EXERCISE DESCRIPTION: Rewrite the data from the line containing "of the cross" through the end, replacing "dark foliage" with "dense foliage" and changing nothing else.

● ● ● ●

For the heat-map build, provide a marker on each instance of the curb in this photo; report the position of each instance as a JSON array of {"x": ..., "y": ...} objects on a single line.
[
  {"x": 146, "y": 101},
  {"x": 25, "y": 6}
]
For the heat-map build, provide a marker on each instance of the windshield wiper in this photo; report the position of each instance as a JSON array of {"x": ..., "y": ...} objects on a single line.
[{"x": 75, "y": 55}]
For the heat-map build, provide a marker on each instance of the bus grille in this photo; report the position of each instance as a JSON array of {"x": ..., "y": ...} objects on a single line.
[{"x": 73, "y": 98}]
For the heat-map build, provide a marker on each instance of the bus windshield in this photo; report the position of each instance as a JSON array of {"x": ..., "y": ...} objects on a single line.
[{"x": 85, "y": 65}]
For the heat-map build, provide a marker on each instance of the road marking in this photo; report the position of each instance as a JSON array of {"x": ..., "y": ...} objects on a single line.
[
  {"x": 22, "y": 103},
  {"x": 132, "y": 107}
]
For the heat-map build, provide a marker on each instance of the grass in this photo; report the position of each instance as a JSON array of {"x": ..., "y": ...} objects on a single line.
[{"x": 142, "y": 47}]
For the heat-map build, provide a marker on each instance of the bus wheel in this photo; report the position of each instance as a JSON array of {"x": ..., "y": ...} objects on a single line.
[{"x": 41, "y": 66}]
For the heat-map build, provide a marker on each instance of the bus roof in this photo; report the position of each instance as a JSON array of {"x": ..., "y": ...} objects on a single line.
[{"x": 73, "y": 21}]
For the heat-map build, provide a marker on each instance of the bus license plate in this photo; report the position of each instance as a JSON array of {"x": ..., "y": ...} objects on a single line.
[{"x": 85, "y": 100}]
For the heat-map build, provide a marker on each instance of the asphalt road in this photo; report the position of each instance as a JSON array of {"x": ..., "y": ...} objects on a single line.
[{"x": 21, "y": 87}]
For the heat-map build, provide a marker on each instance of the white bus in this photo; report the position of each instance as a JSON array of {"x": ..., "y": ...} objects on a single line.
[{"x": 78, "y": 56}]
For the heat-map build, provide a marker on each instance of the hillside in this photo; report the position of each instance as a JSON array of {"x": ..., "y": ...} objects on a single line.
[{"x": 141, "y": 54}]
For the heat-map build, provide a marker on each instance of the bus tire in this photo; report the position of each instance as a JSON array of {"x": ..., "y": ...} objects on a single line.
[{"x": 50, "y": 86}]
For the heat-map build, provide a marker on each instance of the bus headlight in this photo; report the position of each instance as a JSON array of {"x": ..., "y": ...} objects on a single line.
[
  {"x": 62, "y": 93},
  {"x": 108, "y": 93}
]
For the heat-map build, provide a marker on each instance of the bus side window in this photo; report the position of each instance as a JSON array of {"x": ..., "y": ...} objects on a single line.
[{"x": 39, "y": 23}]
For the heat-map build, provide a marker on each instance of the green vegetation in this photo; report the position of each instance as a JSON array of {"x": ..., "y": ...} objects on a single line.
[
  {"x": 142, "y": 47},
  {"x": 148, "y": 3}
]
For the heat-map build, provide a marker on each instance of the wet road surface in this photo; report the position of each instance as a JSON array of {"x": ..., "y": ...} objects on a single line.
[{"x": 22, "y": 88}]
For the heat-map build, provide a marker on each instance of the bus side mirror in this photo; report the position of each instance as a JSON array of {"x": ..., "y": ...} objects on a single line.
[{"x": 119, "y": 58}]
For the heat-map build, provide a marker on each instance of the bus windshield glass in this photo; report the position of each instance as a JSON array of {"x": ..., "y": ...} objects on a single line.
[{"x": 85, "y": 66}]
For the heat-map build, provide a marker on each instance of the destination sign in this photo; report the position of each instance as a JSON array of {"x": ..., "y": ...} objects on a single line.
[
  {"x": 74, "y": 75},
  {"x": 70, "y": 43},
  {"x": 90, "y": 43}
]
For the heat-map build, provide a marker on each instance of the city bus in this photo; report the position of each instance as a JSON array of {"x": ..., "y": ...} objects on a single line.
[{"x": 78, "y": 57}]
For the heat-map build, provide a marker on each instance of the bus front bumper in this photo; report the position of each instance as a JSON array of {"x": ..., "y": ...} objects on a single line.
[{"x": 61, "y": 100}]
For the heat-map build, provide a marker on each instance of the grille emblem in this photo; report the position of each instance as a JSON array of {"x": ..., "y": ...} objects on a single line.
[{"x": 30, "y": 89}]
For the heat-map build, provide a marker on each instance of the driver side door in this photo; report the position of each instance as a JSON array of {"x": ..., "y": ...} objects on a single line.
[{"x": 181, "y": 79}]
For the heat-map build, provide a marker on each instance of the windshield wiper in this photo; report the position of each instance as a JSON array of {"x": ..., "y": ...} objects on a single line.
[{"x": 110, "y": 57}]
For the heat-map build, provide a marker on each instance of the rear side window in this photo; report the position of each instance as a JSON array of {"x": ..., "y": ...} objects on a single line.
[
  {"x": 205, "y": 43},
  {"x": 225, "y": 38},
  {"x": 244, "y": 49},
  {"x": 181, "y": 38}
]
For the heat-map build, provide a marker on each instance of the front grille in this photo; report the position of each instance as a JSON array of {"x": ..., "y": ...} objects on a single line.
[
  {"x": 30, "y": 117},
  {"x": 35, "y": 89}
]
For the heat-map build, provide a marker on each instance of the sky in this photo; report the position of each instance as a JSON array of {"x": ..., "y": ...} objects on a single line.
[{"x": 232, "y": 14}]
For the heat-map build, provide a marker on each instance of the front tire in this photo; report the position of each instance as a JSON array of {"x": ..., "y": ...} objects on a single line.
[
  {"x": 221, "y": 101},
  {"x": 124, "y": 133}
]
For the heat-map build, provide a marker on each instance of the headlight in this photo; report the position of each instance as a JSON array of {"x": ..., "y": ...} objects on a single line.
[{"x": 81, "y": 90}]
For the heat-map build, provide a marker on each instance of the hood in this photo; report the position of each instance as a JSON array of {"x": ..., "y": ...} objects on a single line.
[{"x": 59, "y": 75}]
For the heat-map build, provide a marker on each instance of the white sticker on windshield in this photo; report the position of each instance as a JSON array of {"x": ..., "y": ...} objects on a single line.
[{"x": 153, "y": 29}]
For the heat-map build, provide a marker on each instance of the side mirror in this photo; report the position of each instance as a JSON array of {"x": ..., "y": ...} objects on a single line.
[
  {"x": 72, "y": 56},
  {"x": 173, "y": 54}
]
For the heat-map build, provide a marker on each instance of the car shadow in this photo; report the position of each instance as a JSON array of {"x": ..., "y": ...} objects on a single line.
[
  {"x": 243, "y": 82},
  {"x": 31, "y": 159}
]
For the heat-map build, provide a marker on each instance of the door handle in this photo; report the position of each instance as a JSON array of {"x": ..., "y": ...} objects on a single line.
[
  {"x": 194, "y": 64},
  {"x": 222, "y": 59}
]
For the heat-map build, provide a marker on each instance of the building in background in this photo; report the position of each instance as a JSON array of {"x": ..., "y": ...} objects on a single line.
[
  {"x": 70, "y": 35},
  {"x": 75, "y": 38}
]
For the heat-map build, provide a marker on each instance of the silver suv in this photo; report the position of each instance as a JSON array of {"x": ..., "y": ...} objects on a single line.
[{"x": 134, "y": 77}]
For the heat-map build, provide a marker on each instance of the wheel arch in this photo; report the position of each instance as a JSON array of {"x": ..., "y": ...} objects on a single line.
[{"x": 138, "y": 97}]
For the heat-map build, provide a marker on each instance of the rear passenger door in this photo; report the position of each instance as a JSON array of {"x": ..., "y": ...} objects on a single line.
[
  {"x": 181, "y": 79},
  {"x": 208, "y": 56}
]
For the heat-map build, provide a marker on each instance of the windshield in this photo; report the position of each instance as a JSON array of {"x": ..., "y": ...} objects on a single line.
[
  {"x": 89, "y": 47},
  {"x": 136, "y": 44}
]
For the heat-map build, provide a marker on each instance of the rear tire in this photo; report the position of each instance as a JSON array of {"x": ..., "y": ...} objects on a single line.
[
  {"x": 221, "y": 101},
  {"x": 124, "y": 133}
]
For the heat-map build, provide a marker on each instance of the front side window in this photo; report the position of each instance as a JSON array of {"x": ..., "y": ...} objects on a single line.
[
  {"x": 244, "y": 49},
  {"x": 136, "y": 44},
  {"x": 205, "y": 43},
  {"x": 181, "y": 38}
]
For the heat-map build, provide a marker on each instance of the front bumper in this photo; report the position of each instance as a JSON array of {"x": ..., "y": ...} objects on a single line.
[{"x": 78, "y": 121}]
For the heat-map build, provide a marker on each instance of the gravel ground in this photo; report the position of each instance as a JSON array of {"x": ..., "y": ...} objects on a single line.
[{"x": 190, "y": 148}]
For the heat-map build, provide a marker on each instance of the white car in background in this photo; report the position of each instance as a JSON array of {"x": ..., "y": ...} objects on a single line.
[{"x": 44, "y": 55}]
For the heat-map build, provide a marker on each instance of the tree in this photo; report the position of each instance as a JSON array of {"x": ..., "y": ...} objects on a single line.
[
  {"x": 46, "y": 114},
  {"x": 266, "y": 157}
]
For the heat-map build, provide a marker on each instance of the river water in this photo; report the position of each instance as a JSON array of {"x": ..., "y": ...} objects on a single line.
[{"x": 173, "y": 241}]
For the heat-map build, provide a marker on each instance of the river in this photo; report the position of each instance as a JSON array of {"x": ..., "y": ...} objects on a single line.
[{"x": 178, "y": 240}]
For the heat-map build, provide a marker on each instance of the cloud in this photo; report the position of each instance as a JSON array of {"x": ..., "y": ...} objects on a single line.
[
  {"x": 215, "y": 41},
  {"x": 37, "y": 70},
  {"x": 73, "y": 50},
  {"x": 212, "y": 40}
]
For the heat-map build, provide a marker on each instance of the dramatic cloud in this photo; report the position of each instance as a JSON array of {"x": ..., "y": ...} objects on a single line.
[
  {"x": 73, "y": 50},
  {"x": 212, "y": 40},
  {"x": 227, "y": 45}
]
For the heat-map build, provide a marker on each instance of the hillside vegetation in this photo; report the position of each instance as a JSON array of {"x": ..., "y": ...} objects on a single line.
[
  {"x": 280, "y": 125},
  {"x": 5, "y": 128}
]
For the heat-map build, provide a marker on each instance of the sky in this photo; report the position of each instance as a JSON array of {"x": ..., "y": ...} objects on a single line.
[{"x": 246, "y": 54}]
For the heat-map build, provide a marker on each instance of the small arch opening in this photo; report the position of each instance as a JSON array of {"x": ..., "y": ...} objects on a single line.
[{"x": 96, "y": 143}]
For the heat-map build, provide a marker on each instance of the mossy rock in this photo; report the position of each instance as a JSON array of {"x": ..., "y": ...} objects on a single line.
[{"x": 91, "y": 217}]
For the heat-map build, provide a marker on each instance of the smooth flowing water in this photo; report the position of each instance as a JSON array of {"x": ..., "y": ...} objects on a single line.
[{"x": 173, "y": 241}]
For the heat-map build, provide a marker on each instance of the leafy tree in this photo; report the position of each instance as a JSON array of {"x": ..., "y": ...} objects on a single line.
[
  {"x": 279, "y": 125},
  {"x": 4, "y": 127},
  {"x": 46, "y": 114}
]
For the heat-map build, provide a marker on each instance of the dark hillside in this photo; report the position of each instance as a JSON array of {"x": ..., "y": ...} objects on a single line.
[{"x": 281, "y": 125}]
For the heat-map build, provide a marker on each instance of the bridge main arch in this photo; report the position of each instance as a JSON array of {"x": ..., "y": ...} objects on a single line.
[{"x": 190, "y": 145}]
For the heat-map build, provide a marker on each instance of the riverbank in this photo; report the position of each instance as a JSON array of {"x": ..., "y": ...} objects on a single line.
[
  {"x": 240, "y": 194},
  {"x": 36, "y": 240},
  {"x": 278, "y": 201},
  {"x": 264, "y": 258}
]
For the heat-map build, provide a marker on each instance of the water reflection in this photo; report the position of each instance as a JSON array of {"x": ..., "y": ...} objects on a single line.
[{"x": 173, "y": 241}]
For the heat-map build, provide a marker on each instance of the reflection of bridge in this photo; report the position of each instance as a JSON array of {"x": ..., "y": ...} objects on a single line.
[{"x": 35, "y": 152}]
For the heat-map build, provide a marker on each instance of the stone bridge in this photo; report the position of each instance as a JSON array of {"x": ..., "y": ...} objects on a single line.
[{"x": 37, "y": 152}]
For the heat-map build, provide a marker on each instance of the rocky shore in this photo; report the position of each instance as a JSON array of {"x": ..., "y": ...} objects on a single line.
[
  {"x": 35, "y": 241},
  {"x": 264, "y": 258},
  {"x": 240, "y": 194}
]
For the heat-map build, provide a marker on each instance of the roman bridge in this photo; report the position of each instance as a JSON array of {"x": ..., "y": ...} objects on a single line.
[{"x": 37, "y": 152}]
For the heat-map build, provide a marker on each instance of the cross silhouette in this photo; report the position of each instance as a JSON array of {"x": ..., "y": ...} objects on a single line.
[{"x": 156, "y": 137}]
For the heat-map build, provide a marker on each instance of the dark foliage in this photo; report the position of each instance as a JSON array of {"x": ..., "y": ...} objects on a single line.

● ● ● ●

WORKED ANSWER:
For the heat-map build, provide a marker on each instance of the cross silhouette in this photo; report the position of each instance as a JSON array of {"x": ..., "y": ...} objects on a single line.
[{"x": 156, "y": 137}]
For the heat-map build, provide a marker on each instance of the dense foliage in this photo; report the position of each instance as a JSON array of {"x": ..., "y": ...} objects on a single line.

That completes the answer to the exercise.